→ The request: Print the following data verbatim, starting at the first line and stopping after the line containing "Target: dark doorway opening", with both of those lines included.
[start of Available data]
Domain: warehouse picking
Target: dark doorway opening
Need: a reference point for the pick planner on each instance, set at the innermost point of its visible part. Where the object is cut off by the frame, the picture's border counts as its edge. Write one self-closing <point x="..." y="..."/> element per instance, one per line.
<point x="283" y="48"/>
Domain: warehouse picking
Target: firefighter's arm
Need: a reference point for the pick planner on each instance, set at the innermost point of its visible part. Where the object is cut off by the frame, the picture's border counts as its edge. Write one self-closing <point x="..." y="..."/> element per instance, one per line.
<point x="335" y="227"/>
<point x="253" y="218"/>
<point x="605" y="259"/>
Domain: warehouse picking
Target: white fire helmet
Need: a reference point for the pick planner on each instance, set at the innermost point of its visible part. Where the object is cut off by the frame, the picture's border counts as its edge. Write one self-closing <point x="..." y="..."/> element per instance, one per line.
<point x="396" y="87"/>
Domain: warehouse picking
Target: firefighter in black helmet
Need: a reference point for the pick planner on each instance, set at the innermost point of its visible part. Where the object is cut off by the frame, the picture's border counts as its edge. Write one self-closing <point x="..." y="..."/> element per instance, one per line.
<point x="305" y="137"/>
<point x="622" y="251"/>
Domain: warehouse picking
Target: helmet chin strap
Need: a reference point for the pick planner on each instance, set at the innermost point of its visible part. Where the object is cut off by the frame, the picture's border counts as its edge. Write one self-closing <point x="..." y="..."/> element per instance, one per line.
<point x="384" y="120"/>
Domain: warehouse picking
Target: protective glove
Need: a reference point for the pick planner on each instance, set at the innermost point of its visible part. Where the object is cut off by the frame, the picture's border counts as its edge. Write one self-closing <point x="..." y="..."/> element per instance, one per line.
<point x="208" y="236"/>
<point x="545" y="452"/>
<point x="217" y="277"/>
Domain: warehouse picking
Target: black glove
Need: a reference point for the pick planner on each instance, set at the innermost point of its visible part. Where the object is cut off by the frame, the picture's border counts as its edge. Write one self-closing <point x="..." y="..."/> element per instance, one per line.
[end of Available data]
→ Answer to this task:
Domain: warehouse picking
Target: dark doorway opening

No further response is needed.